GIVEN RECORDS: Begin

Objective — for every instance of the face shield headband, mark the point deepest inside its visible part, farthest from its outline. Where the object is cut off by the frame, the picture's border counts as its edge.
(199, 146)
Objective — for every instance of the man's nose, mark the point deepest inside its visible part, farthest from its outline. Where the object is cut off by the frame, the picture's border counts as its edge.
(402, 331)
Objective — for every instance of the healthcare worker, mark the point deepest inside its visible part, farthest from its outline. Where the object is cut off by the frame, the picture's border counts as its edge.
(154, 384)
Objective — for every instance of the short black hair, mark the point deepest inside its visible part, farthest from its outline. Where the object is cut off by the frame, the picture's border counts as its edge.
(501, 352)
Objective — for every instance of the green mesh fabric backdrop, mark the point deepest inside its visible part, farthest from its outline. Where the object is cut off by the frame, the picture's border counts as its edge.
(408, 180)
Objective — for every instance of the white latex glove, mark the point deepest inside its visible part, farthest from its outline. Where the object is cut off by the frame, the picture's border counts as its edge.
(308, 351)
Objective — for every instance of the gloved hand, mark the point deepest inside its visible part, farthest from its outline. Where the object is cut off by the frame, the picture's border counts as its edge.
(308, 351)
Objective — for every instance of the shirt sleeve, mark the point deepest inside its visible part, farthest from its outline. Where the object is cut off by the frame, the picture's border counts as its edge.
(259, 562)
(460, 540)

GIVEN RECORDS: End

__YOUR TASK__. Could you copy exactly the lines from the one containing "Objective — for every instance of the gloved" through the end of the records above, and nothing more?

__SOLVED PROBLEM__.
Objective — for every instance of the gloved hand, mark the point deepest inside its visible part, farthest from its outline. Where the object is cut off by the frame, the picture's border counts as its edge.
(308, 351)
Objective — for every instance of the shirt sleeve, mark the point deepest inside its visible part, farthest from its outline. Where the object is cut off by the frame, the picture's border counts as its edge.
(259, 562)
(460, 540)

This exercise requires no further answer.